── DOKUMEN SUMBER

Sultan Muhammad Al-Fatih memuliakan para tentara muslim yang telah menaklukkan Konstantinopel dengan memberi mereka hadiah. Dia mengadakan perjamuan dan pesta yang berlangsung selama tiga hari. Tempat-tempat umum dihias dengan indah. Sultan sendiri yang melayani para tentara itu sebagai pelaksanaan sabda Nabi Muhammad, “Pemimpin suatu kaum adalah pelayan mereka.”
Kemudian Syaikh yang alim dan wara’ tersebut, yaitu Syaikh Aaq Syamsuddin, bangkit menyampaikan pidato di hadapan mereka.
“Wahai tentara Islam! Ketahuilah dan ingatlah bahwa Nabi Shalallaahu ‘Alaihi Wasallam bersabda mengenai kondisi kalian: ‘Sungguh, Konstantinopel akan ditaklukkan. Sebaik-baik pemimpin adalah pemimpin (yang menaklukkan)nya dan sebaik-baik tentara adalah tentaranya.’ Kita memohon kepada Allah Subhanahu Wa Ta’ala semoga Dia memberi kita taufik dan mengampuni kita. Ingatlah, kalian tidak boleh berlebih-lebihan terhadap harta ghanimah yang kalian dapatkan. Kalian tidak boleh menghambur-hamburkannya. Gunakanlah harta tersebut untuk urusan kebaikan penduduk kota ini. Dengarkan, taati, dan cintailah Sultan kalian.”

────

_SOAL LATIHAN 1:_
Menurut teks tentang penaklukan Konstantinopel, berapa lama perjamuan dan pesta yang diadakan Sultan berlangsung?
_SOAL LATIHAN 2:_
Ketik ulang bagian teks tentang penaklukan Konstantinopel antara "Sultan Muhammad Al-Fatih" dan "di hadapan mereka.", termasuk kedua bagian itu.

── BARIS TERSIMPAN

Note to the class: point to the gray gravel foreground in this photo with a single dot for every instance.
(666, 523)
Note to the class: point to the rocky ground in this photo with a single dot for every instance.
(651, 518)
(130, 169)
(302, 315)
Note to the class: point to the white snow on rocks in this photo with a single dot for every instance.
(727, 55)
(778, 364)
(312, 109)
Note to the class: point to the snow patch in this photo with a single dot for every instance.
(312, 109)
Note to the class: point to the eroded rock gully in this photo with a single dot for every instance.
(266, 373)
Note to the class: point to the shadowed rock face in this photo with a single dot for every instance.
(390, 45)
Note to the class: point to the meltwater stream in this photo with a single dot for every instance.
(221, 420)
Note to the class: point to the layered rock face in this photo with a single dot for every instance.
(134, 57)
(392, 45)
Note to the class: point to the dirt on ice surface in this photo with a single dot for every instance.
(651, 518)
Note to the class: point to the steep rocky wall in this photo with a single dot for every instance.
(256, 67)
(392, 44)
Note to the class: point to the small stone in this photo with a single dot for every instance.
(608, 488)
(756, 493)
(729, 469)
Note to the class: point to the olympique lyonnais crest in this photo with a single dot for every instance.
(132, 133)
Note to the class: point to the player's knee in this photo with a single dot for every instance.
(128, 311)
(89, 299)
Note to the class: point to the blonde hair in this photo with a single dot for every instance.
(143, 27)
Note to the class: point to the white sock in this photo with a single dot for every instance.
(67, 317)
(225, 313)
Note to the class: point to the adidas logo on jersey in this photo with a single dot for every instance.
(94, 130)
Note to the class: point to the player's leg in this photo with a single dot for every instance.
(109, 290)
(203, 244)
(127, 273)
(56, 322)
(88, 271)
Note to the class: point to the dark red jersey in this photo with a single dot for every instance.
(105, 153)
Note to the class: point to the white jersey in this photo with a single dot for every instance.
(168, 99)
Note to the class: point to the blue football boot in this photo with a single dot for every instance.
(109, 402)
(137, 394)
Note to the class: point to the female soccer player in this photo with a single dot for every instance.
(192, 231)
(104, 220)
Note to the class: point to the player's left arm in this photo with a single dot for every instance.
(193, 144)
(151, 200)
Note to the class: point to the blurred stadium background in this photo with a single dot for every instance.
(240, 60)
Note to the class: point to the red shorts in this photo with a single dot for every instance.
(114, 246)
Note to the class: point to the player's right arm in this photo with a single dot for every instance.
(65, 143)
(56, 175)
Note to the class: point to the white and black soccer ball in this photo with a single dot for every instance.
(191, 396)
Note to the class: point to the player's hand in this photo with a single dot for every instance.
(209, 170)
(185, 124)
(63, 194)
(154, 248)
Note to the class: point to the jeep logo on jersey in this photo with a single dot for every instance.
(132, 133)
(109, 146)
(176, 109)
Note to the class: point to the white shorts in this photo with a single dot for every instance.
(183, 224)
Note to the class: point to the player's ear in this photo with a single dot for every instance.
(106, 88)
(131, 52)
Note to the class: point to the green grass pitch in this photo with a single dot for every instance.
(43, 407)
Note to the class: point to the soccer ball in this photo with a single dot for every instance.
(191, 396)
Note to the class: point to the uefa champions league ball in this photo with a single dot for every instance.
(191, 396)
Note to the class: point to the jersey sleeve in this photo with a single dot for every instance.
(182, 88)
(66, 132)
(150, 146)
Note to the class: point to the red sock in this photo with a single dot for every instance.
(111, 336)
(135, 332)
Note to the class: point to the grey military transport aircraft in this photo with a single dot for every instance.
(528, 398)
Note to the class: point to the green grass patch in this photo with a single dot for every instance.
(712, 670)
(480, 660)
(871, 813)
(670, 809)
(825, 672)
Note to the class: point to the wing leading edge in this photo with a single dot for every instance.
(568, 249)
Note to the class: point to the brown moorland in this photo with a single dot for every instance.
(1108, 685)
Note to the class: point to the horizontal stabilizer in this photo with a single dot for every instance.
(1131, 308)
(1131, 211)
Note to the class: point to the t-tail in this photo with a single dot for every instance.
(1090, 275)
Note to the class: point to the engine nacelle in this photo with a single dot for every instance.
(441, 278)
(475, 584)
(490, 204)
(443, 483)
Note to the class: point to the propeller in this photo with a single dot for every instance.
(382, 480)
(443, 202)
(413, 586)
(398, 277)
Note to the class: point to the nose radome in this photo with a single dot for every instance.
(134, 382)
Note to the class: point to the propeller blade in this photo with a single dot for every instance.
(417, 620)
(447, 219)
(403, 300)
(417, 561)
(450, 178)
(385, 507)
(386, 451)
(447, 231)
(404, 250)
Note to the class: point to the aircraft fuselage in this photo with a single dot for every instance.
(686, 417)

────

_JAWABAN LATIHAN 1:_
Selama tiga hari.

_JAWABAN LATIHAN 2:_
Sultan Muhammad Al-Fatih memuliakan para tentara muslim yang telah menaklukkan Konstantinopel dengan memberi mereka hadiah. Dia mengadakan perjamuan dan pesta yang berlangsung selama tiga hari. Tempat-tempat umum dihias dengan indah. Sultan sendiri yang melayani para tentara itu sebagai pelaksanaan sabda Nabi Muhammad, “Pemimpin suatu kaum adalah pelayan mereka.”
Kemudian Syaikh yang alim dan wara’ tersebut, yaitu Syaikh Aaq Syamsuddin, bangkit menyampaikan pidato di hadapan mereka.